* _WHAT YOU HAVE TO DO_: Repeat the entire listing exactly. Omit all pictures.
===============
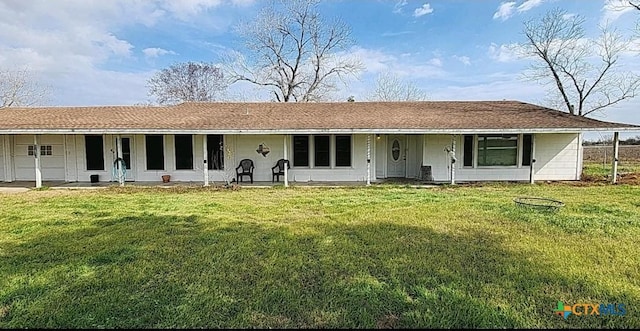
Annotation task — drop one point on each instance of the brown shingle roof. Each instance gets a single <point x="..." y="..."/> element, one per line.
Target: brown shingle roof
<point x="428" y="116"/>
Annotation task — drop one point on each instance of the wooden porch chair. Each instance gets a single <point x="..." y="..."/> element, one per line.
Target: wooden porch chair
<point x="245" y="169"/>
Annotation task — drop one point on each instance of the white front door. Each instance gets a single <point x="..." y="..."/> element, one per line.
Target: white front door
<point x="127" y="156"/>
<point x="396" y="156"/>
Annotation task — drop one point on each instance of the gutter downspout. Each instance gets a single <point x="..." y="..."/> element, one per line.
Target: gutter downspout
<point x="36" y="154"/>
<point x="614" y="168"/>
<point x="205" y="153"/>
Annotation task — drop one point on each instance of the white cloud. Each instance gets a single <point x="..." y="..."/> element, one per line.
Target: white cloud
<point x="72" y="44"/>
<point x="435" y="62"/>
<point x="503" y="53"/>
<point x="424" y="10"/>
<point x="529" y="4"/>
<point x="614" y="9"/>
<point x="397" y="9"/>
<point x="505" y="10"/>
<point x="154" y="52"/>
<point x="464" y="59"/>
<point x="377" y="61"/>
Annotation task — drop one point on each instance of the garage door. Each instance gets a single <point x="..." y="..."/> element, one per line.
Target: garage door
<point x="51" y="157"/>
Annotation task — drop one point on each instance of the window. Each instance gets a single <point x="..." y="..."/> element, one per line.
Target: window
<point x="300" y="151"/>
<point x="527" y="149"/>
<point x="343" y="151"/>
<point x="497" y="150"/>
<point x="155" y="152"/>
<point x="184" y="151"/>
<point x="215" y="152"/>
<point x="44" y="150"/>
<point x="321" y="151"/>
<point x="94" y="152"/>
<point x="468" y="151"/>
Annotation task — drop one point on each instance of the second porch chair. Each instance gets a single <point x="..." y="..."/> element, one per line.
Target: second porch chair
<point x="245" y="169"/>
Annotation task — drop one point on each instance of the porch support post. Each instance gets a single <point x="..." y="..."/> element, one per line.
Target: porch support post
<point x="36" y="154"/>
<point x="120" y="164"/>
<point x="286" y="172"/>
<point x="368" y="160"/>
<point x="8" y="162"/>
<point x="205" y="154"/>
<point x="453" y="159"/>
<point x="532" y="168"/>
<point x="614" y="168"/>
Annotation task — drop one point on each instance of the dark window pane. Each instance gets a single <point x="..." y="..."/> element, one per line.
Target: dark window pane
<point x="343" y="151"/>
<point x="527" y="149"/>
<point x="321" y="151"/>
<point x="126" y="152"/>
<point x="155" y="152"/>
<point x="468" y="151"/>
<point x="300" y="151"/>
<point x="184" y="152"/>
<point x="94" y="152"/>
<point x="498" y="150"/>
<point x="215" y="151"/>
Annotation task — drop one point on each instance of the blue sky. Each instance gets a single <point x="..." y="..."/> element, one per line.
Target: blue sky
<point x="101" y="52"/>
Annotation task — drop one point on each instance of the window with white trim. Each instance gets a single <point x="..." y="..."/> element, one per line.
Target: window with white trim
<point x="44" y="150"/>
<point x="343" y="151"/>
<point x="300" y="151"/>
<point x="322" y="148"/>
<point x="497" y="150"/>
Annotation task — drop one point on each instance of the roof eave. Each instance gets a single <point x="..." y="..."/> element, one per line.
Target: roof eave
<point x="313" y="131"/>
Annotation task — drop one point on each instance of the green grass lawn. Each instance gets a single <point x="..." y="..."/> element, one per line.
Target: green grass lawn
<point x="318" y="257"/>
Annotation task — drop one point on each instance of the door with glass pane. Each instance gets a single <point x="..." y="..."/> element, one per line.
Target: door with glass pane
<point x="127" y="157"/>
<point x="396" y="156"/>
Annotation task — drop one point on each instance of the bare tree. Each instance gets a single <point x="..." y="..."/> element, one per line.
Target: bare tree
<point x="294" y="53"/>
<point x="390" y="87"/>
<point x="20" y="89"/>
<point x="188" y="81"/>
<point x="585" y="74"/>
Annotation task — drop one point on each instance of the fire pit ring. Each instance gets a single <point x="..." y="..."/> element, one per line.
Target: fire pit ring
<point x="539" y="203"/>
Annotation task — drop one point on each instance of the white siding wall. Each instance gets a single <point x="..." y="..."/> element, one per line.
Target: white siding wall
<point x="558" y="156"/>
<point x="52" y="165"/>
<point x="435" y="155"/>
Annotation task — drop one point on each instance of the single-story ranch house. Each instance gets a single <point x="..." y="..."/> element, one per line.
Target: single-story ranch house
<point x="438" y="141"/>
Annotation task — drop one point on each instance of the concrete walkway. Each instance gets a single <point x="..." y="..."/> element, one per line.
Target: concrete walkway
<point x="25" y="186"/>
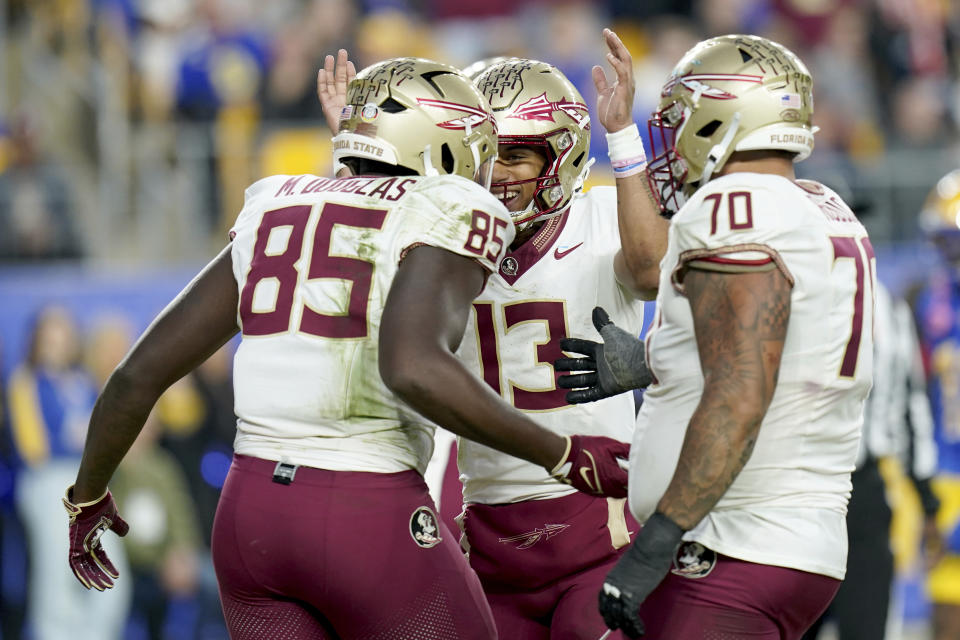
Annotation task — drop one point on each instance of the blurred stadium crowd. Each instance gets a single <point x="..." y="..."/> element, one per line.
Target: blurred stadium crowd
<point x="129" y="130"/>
===============
* _RESPONSE_:
Annotation task — drop one point on each instance of the brown shingle roof. Each instance gets a single <point x="..." y="..."/> element, one per line.
Target: brown shingle roof
<point x="428" y="116"/>
Annotation task — drop one point on each instance of the wooden porch chair. Each instance gets a single <point x="..." y="..."/> element, one per line.
Target: wooden porch chair
<point x="245" y="169"/>
Annotation task — drop one point on each instance of the white front door. Each instance gets a single <point x="..." y="..."/> element, one per line.
Target: white front door
<point x="127" y="156"/>
<point x="396" y="156"/>
Annotation task — drop one point on each instance of the gutter downspout. Each instance gets a single <point x="..." y="..."/> element, one per line.
Target: gutter downspout
<point x="36" y="154"/>
<point x="614" y="168"/>
<point x="205" y="153"/>
Annotation task — drop one point on each instance of the white cloud. Each instance gets a single <point x="..." y="..."/> element, one per line.
Target: white cloud
<point x="72" y="44"/>
<point x="435" y="62"/>
<point x="503" y="53"/>
<point x="424" y="10"/>
<point x="529" y="4"/>
<point x="614" y="9"/>
<point x="397" y="9"/>
<point x="505" y="10"/>
<point x="154" y="52"/>
<point x="464" y="59"/>
<point x="377" y="61"/>
Annotation task — drop one point on each instance of the garage door. Each instance gets a single <point x="..." y="..."/> element, one per line.
Target: garage door
<point x="51" y="157"/>
Annotation task — drop one point on each instance of the window. Each instance gets a single <point x="..." y="..."/> element, one per line.
Target: window
<point x="300" y="151"/>
<point x="527" y="149"/>
<point x="343" y="151"/>
<point x="497" y="150"/>
<point x="155" y="152"/>
<point x="184" y="151"/>
<point x="215" y="152"/>
<point x="44" y="150"/>
<point x="321" y="151"/>
<point x="94" y="152"/>
<point x="468" y="151"/>
Annotation task — drop one point on each instance of the second porch chair. Each instance gets a single <point x="..." y="..."/> element, one per line.
Target: second porch chair
<point x="245" y="169"/>
Annotation task — drop one point on each instance of the porch support post. Each instance gets a single <point x="..." y="..."/> element, one per line.
Target: porch support post
<point x="36" y="154"/>
<point x="120" y="164"/>
<point x="286" y="172"/>
<point x="368" y="160"/>
<point x="8" y="162"/>
<point x="205" y="154"/>
<point x="453" y="159"/>
<point x="532" y="168"/>
<point x="614" y="168"/>
Annotation task — drop one point on each instance of the dark window pane. Each instance gets a single <point x="..." y="..."/> element, one per line.
Target: dark window pane
<point x="343" y="151"/>
<point x="527" y="149"/>
<point x="321" y="151"/>
<point x="126" y="152"/>
<point x="155" y="152"/>
<point x="468" y="151"/>
<point x="300" y="151"/>
<point x="184" y="152"/>
<point x="94" y="152"/>
<point x="498" y="150"/>
<point x="215" y="151"/>
Annotation task — drop one point on each instance of the blue sky. Each instance gets a single <point x="..." y="..."/> element, one per line.
Target: blue sky
<point x="101" y="52"/>
Annotation task — drop one point on each instance of the window with white trim. Each instance gets a single <point x="..." y="..."/> element, one per line.
Target: window with white trim
<point x="44" y="150"/>
<point x="343" y="151"/>
<point x="300" y="151"/>
<point x="322" y="148"/>
<point x="497" y="150"/>
Annotation task — drop one point on each instance of the roof eave. Each instance gets a single <point x="..." y="..."/> element, one per line.
Target: roof eave
<point x="313" y="131"/>
Annotation task — drop one point on each instance of the green grass lawn. Each instance gets a single <point x="..." y="..."/> element, one per line.
Target: green grass lawn
<point x="318" y="257"/>
Annotation task — drop one point on each instance of the door with glass pane. Each instance gets a single <point x="..." y="..."/> element, one per line.
Target: door with glass pane
<point x="127" y="157"/>
<point x="396" y="156"/>
Annotation task — drop one point on each instance of the bare tree. Each instance gets a single <point x="..." y="..."/> element, one per line.
Target: bare tree
<point x="294" y="53"/>
<point x="390" y="87"/>
<point x="20" y="89"/>
<point x="188" y="81"/>
<point x="585" y="74"/>
Annotation task — drop one point on each instance of the fire pit ring. Each instance gets a single <point x="..." y="..."/> element, one per line.
Target: fire pit ring
<point x="539" y="203"/>
Annotation task — drop one point on each instance of the white siding wall. Each instance gets a single <point x="..." y="..."/> element, one per line.
Target: white siding wall
<point x="558" y="156"/>
<point x="52" y="165"/>
<point x="435" y="155"/>
Annotation task — drop one point on each instance of the single-story ranch house. Each instance gets a single <point x="..." y="..."/> element, one per line.
Target: single-story ranch house
<point x="438" y="141"/>
Annotation task — drop one point on each instance of the concrete walkway. Each instance gets a single <point x="..." y="..."/> element, one per line.
Target: concrete walkway
<point x="25" y="186"/>
Annotation task — drop one point on each instance of the blurred stadium crowd. Each instance gets a single <point x="..." y="..."/> element, one per line.
Target: blurred stadium crowd
<point x="129" y="130"/>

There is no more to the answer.